= Beginning of Section =

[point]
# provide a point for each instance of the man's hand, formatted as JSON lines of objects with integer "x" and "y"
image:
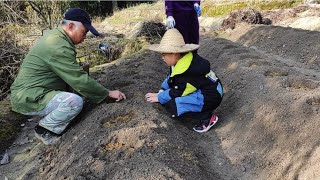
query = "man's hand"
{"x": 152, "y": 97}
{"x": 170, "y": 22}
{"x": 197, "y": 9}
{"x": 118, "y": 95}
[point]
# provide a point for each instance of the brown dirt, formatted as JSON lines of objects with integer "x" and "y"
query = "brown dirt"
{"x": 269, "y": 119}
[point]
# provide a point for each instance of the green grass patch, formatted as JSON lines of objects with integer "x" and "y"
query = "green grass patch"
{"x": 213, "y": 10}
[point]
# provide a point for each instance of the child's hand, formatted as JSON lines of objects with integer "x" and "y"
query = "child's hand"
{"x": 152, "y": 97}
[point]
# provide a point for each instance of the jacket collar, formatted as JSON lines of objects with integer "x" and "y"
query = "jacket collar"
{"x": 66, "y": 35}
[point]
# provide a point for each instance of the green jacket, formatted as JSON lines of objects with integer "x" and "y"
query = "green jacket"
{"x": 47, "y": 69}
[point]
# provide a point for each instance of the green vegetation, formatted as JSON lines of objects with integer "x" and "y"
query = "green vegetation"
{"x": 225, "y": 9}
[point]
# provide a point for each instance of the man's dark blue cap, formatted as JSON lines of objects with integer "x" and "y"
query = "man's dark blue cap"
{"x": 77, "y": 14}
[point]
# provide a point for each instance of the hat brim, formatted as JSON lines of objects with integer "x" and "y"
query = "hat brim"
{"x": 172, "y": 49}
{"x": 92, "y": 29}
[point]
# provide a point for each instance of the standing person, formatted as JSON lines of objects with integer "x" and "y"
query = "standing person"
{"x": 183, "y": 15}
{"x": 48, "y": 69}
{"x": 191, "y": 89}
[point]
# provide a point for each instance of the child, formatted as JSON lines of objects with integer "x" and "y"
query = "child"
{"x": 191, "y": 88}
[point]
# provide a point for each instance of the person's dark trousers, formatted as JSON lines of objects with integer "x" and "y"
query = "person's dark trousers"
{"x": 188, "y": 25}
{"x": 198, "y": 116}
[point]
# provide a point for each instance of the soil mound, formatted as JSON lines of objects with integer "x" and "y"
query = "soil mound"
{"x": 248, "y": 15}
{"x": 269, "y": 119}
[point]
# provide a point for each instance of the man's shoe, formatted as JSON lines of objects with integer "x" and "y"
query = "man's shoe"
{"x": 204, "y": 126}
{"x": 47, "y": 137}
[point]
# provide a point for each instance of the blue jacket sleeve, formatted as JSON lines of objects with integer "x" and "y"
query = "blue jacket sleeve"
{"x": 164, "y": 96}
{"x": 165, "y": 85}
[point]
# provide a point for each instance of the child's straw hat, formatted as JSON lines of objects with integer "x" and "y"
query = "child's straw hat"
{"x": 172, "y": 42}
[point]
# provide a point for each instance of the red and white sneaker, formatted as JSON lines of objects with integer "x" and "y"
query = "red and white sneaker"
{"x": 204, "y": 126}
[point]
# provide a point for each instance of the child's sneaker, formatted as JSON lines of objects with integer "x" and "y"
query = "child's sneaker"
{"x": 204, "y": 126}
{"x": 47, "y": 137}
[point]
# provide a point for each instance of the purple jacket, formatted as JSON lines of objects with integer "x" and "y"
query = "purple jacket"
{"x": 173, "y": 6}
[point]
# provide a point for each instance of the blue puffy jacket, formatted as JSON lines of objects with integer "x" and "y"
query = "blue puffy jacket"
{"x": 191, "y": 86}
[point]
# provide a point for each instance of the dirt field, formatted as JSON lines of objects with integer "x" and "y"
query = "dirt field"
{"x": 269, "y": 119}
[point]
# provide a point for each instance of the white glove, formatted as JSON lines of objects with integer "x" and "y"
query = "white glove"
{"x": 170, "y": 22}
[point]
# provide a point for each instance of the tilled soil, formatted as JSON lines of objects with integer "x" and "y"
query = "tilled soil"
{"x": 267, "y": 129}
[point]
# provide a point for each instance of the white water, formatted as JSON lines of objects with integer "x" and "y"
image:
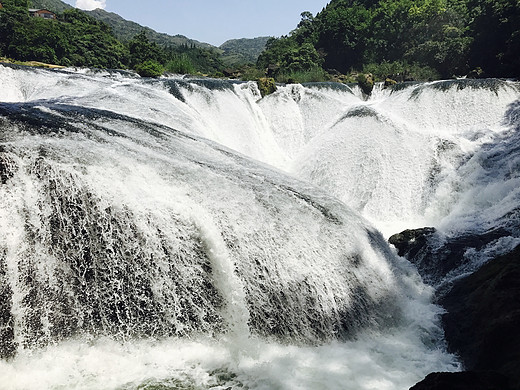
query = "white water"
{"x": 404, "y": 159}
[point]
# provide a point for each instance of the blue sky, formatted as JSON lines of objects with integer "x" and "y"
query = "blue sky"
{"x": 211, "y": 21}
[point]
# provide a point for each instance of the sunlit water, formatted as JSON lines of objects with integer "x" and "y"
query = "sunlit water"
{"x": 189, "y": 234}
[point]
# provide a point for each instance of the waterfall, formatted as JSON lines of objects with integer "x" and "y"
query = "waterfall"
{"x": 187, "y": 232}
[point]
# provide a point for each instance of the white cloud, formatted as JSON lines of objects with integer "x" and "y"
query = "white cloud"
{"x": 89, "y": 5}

= End of Section =

* [TASK PROMPT]: Leave out the pictures and set down everything else in the entries above exactly.

* [SOLUTION BELOW]:
[point]
# provide a point for each instance of the man's hand, formatted as JSON lines of objects with integer "x" and "y"
image:
query = "man's hand"
{"x": 152, "y": 97}
{"x": 170, "y": 22}
{"x": 197, "y": 9}
{"x": 118, "y": 95}
[point]
# provide a point for each instance of the brown dirt, formatted as JSON lines of objects with integer "x" and "y"
query = "brown dirt"
{"x": 269, "y": 119}
[point]
# provide a point for each instance of the green grass patch, formatted as JSON lines of objects with integer "x" and "y"
query = "green grass patch"
{"x": 213, "y": 10}
[point]
# provide a point for each instance of the child's hand, formatted as JSON lines of objects with integer "x" and "y"
query = "child's hand"
{"x": 152, "y": 97}
[point]
# provide a point for each instance of the jacket collar, formatted as JSON lines of objects with integer "x" and "y"
query = "jacket collar"
{"x": 66, "y": 35}
[point]
# provide a point for each instance of the green jacket, formatted as JSON lines of objects with integer "x" and "y"
query = "green jacket"
{"x": 47, "y": 69}
[point]
# provide a point for each instance of the green vegetation, formatted as JSON lines of objects with integer "x" and "y"
query = "green vegetation"
{"x": 225, "y": 9}
[point]
# provide a point for each instance of the man's dark blue cap, formatted as JSON lines of objects with integer "x" and "y"
query = "man's dark blue cap"
{"x": 77, "y": 14}
[point]
# provide a point for each instance of the hat brim, formatted as JSON lines of objects with integer "x" and "y"
query = "hat brim"
{"x": 172, "y": 49}
{"x": 92, "y": 29}
[point]
# provide a point for each instance of the standing person, formatted as JSON lines of objects with integer "x" and "y"
query = "standing person"
{"x": 183, "y": 15}
{"x": 48, "y": 69}
{"x": 191, "y": 89}
[point]
# provide a point for each instance of the child, formatted as JSON lines of objects with integer "x" and "y"
query = "child"
{"x": 191, "y": 88}
[point]
# provide a point for each instance of the person's dark trousers, formatted as JSON lines of objects with integer "x" and "y"
query = "person's dark trousers"
{"x": 188, "y": 25}
{"x": 198, "y": 116}
[point]
# provide a point for each instance of the soil mound, formatted as JSON lines of objects with integer "x" and "y"
query = "soil mound"
{"x": 248, "y": 15}
{"x": 269, "y": 119}
[point]
# provide a point for each instance of the man's shoe, formatted as JSON lines of objects with integer "x" and "y"
query = "man's shoe"
{"x": 204, "y": 126}
{"x": 47, "y": 137}
[point]
# provide a point for each instance of the blue jacket sleeve, formatted as JSON lines of objects with integer "x" and "y"
query = "blue jacket sleeve"
{"x": 164, "y": 96}
{"x": 165, "y": 85}
[point]
# provide a point for each instance of the child's straw hat, formatted as JSON lines of objects with integer "x" and "y"
query = "child's straw hat"
{"x": 172, "y": 42}
[point]
# provide a point for each instance of the red and white sneaker, formatted as JSON lines of objects with integer "x" and "y"
query = "red and white sneaker"
{"x": 204, "y": 126}
[point]
# provide a point for each instance of the child's sneaker, formatted as JSON lines of objects with integer "x" and "y"
query = "child's sneaker"
{"x": 204, "y": 126}
{"x": 47, "y": 137}
[point]
# provide a point for each instance of the purple jacket, formatted as JSON lines of objects with integer "x" and "y"
query = "purple jacket"
{"x": 173, "y": 6}
[point]
# provide a point for each instance of the blue puffy jacket, formatted as JSON lines of objects with integer "x" and "y"
query = "blue puffy jacket"
{"x": 191, "y": 86}
[point]
# provide a point for each instance of the dirt field, formatted as JSON lines of objects with integer "x" and "y"
query = "dirt field"
{"x": 269, "y": 119}
[point]
# provide a point for each instance of the white glove, formatted as JSON lines of objects with integer "x" and "y"
query = "white glove"
{"x": 170, "y": 22}
[point]
# provide a point for each instance of the tilled soil, formatted as JSON lines of objects with integer "x" and "y"
query = "tilled soil"
{"x": 267, "y": 129}
[point]
# provide a point for each instance of the white water, formatted as JSON lines of objects with integer "x" and "y"
image:
query = "white water"
{"x": 404, "y": 159}
[point]
# provide a point for each instance of the blue sky, formatted as JSON lines of objects with integer "x" and "y"
query = "blue sky"
{"x": 211, "y": 21}
[point]
# provide a point for each instance of the sunlit water, formatted as JSON lines of objects with integer "x" and "y"
query = "sunlit water"
{"x": 189, "y": 234}
[point]
# provide a point for each instance of the waterfall, formatted as JSON lines of objects with integer "x" and "y"
query = "waterfall"
{"x": 187, "y": 232}
[point]
# provide a point for each instance of the white cloud, formatted as JSON lines of objects with integer "x" and "y"
query = "white cloud"
{"x": 89, "y": 5}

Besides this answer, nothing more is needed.